[Exercise prompt] Beginning with the line where "rough mask: <svg" appears, please restate each line of the records below word for word until the last one, inclusive, and nothing else.

- - -

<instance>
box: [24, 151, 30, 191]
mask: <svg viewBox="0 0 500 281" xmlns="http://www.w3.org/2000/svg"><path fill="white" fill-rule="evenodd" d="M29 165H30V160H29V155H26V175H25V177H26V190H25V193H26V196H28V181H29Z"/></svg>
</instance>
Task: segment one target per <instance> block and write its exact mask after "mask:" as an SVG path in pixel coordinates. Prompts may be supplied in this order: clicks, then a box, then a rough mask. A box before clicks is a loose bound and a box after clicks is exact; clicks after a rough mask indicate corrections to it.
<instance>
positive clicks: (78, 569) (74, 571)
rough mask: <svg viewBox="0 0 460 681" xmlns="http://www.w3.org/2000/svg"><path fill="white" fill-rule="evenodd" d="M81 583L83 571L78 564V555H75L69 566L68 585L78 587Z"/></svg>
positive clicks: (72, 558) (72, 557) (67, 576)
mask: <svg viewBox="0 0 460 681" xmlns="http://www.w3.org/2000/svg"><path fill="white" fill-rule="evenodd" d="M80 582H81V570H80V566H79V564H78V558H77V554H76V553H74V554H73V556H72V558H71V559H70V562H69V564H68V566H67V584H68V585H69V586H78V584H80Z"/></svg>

- - -

[Worked solution]
rough mask: <svg viewBox="0 0 460 681" xmlns="http://www.w3.org/2000/svg"><path fill="white" fill-rule="evenodd" d="M81 583L83 571L78 564V555H75L69 566L68 585L78 587Z"/></svg>
positive clicks: (72, 558) (72, 557) (67, 576)
mask: <svg viewBox="0 0 460 681" xmlns="http://www.w3.org/2000/svg"><path fill="white" fill-rule="evenodd" d="M80 582H81V570H80V566H79V564H78V558H77V554H76V553H74V554H73V556H72V558H71V559H70V562H69V564H68V566H67V584H68V585H69V586H78V584H80Z"/></svg>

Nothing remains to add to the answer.